Records contained in a dataset
* * *

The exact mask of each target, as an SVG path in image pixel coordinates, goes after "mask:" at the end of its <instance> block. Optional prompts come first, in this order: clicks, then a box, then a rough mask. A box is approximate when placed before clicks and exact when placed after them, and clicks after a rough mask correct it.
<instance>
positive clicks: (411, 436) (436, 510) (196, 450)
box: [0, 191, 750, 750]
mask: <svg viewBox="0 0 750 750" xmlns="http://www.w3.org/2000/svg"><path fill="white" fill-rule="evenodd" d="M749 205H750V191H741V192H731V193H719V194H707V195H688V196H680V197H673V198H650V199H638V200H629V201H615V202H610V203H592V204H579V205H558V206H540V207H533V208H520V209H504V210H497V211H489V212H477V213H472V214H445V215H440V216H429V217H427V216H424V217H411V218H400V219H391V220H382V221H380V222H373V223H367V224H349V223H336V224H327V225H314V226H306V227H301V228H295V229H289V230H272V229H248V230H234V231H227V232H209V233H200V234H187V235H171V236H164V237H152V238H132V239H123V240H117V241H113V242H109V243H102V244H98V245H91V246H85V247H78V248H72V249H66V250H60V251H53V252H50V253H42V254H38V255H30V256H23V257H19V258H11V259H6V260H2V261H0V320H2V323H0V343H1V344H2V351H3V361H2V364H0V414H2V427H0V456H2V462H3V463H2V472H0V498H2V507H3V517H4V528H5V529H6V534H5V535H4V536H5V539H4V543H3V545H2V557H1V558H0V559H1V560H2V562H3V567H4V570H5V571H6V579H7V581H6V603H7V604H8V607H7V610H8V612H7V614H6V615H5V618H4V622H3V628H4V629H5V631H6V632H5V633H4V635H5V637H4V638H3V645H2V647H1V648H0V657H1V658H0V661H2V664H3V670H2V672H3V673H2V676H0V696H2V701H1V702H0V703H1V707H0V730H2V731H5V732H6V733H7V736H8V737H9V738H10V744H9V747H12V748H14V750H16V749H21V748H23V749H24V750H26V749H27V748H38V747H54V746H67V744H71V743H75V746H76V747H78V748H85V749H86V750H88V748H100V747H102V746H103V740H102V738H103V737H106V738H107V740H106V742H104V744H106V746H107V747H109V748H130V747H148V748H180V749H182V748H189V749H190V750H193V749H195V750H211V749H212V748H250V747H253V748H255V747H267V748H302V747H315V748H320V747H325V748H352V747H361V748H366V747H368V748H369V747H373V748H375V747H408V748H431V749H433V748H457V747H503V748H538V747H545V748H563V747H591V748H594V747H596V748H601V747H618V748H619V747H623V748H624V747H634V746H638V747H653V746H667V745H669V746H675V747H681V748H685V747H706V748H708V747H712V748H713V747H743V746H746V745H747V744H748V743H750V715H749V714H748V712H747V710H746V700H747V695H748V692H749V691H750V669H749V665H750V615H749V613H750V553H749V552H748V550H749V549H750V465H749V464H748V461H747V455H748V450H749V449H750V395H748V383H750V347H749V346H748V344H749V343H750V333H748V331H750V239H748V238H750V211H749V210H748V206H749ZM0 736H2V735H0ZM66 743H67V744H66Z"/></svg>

* * *

- _ABOUT THIS EXERCISE_
Having looked over the entries above, reproduce all of them exactly.

- _EXERCISE SOLUTION_
The exact mask of each target, as an SVG path in image pixel coordinates, goes after "mask:" at the end of its <instance> block. Optional prompts come first, in this order: clicks, then a box, then a rough mask. A box is approximate when placed before clicks and exact when placed after them, and clicks after a rough mask correct it.
<instance>
positive clicks: (411, 436) (436, 510) (196, 450)
box: [0, 191, 750, 750]
mask: <svg viewBox="0 0 750 750" xmlns="http://www.w3.org/2000/svg"><path fill="white" fill-rule="evenodd" d="M749 205H750V191H741V192H731V193H719V194H707V195H688V196H680V197H673V198H650V199H638V200H629V201H615V202H610V203H592V204H579V205H558V206H540V207H533V208H520V209H504V210H497V211H489V212H477V213H472V214H445V215H440V216H429V217H427V216H424V217H411V218H400V219H391V220H382V221H380V222H373V223H367V224H349V223H336V224H327V225H314V226H306V227H301V228H295V229H289V230H272V229H248V230H234V231H227V232H209V233H200V234H187V235H171V236H164V237H152V238H132V239H123V240H117V241H113V242H109V243H102V244H98V245H91V246H85V247H78V248H72V249H66V250H60V251H53V252H50V253H42V254H38V255H30V256H23V257H19V258H11V259H6V260H2V261H0V320H2V323H0V343H1V344H2V351H3V361H2V364H0V414H2V427H0V456H2V462H3V463H2V472H0V498H2V507H3V517H4V528H5V529H6V534H5V535H4V536H5V539H4V543H3V545H2V557H1V558H0V559H1V560H2V562H3V567H4V570H5V571H6V579H7V581H6V603H7V604H8V607H7V610H8V612H7V614H6V615H5V618H4V622H3V628H4V629H5V631H6V632H5V633H4V635H5V637H4V638H3V645H2V647H1V648H0V657H1V658H0V661H2V664H3V670H2V672H3V673H2V676H0V696H2V701H1V702H0V703H1V707H0V730H2V731H5V732H6V733H7V736H8V737H9V738H10V744H9V747H12V748H14V750H16V749H21V748H23V749H24V750H26V749H27V748H38V747H54V746H67V744H71V743H75V746H76V747H78V748H85V749H86V750H88V748H100V747H102V746H103V740H102V738H103V737H106V738H107V740H106V742H104V744H106V746H107V747H109V748H130V747H148V748H180V749H182V748H189V749H190V750H193V749H195V750H211V749H212V748H250V747H253V748H255V747H267V748H302V747H315V748H320V747H325V748H352V747H361V748H366V747H368V748H369V747H373V748H375V747H408V748H431V749H433V748H457V747H503V748H538V747H545V748H563V747H591V748H594V747H596V748H601V747H618V748H619V747H623V748H624V747H634V746H638V747H653V746H667V745H669V746H675V747H681V748H685V747H706V748H708V747H712V748H713V747H743V746H746V745H747V744H748V743H750V715H749V714H748V712H747V710H746V700H747V695H748V692H749V691H750V669H749V665H750V615H749V613H750V553H749V552H748V550H749V549H750V465H749V464H748V461H747V455H748V450H749V449H750V395H748V383H750V347H749V346H748V344H749V343H750V333H748V331H750V239H748V238H750V211H749V210H748V206H749ZM0 736H2V735H0ZM66 743H67V744H66Z"/></svg>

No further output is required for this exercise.